***** DATA LISTING *****

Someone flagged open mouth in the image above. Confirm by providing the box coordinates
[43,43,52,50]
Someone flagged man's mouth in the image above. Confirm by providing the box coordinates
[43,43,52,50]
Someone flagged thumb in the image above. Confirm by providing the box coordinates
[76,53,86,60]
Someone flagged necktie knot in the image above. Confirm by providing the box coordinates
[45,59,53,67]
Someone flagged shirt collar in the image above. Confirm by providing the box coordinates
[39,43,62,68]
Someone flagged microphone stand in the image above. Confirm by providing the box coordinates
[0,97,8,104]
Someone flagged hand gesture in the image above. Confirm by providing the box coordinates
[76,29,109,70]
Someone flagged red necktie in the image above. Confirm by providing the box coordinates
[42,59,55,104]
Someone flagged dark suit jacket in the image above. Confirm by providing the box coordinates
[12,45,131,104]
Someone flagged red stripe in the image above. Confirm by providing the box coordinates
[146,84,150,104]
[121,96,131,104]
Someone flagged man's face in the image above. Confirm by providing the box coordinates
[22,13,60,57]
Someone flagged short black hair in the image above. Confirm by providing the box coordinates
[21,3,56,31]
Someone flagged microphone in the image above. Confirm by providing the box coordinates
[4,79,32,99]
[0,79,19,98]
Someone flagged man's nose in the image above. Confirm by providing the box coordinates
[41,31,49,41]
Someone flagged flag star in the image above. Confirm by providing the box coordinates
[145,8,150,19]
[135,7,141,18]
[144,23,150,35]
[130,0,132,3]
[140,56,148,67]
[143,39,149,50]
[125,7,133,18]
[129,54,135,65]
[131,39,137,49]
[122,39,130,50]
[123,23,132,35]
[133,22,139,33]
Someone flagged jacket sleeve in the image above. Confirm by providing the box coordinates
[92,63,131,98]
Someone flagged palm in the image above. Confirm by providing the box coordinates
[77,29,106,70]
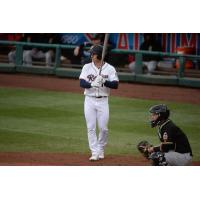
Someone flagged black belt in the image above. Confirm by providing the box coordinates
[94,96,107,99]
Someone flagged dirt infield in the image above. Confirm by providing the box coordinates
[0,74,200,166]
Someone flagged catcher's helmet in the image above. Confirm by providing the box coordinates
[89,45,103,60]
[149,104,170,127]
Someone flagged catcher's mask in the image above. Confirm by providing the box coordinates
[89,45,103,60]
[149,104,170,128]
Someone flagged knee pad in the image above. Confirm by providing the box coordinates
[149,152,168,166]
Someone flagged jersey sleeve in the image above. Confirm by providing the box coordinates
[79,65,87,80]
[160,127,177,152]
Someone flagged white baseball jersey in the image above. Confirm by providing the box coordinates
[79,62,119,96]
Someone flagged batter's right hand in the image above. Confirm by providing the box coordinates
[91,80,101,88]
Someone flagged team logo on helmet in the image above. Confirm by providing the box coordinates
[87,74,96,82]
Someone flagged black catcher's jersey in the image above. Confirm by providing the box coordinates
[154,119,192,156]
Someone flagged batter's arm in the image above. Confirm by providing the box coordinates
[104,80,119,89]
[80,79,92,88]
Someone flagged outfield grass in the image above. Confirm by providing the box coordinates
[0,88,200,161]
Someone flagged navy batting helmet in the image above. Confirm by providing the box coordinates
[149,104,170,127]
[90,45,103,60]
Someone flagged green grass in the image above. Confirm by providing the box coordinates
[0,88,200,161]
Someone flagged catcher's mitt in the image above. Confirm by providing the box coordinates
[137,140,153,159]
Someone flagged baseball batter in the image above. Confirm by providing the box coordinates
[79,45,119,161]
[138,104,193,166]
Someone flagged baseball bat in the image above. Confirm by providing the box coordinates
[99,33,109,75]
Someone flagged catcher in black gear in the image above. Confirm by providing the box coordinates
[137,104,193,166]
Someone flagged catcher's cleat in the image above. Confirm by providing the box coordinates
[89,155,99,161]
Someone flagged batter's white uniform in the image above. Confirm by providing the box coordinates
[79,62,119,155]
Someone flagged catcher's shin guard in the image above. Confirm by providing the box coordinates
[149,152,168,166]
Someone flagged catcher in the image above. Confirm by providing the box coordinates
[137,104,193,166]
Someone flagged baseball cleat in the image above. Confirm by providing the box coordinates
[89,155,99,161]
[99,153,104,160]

*****

WHAT THE TASK ASKS: Could you copy out every line from the one containing "Someone flagged flag" through the one containing "[92,63,131,98]", adding 93 to each box coordinate along the way?

WRITTEN ANSWER:
Someone flagged flag star in the image above. Confirm by providing the box coordinates
[238,101,243,112]
[228,100,234,111]
[237,116,243,128]
[223,93,225,96]
[233,149,241,160]
[236,132,242,143]
[218,100,226,111]
[222,147,228,158]
[224,132,230,142]
[215,132,223,143]
[216,116,225,128]
[226,115,232,126]
Someone flagged jacket sleeve in the image above. Confirm by providing the box coordinates
[185,156,224,191]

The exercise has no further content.